> Exercise prompt
List every line in the records below that contains the word "drawer". Case counts.

> Source records

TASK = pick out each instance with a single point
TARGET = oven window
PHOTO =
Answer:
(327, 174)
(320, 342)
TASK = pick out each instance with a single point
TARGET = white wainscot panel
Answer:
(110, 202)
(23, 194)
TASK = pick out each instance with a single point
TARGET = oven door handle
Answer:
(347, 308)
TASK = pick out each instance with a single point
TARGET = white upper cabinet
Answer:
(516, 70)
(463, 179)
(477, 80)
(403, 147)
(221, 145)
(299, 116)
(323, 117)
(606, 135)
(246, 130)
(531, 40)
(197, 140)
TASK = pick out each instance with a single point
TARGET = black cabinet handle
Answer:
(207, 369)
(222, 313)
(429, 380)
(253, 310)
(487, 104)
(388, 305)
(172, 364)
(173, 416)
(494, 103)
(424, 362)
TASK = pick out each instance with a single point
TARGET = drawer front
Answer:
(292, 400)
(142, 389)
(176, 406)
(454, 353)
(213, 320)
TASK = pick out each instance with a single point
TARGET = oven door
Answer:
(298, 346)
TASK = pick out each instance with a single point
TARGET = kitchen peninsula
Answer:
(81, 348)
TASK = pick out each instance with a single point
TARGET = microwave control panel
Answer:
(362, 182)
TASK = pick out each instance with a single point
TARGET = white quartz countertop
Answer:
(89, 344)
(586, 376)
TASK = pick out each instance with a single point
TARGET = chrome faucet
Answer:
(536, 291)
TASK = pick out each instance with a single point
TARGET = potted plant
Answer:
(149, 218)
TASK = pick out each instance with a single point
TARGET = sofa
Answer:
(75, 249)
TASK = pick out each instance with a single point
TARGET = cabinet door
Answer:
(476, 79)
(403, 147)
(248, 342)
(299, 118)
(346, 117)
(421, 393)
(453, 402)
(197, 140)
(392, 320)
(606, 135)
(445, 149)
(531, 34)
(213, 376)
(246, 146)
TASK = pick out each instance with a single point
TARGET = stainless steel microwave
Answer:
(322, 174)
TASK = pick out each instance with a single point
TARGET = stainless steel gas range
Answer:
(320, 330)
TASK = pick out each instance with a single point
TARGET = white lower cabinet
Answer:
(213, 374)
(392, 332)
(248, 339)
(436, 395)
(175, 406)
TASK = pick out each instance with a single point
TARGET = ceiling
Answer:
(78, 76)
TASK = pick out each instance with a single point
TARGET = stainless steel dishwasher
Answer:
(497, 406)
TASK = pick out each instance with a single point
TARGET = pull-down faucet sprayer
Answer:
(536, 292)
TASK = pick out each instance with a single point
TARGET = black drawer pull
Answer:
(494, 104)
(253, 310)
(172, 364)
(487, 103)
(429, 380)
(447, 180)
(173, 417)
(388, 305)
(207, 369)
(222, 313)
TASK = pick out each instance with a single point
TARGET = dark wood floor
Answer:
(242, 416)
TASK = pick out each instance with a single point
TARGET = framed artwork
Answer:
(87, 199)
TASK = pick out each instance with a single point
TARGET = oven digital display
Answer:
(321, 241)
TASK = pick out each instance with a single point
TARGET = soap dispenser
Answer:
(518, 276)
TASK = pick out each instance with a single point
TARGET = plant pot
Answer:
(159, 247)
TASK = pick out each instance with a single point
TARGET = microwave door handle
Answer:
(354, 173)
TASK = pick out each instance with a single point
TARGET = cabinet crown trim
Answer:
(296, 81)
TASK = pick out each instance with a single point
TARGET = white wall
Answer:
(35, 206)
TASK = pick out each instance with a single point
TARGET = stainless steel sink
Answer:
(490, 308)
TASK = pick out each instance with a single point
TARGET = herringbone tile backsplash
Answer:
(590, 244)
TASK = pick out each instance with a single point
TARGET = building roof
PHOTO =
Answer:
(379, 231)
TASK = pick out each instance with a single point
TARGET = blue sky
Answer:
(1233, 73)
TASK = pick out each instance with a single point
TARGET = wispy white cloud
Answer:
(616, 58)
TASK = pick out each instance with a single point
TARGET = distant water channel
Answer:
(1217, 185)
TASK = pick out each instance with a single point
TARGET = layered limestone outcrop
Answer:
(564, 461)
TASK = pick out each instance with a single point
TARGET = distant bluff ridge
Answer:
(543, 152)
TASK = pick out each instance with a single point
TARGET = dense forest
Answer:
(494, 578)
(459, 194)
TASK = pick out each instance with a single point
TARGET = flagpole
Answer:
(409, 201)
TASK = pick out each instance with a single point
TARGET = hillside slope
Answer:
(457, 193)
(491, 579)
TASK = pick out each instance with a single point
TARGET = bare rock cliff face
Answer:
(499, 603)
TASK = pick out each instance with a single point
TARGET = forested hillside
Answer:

> The response
TARGET = drawer front
TARGET = black drawer pull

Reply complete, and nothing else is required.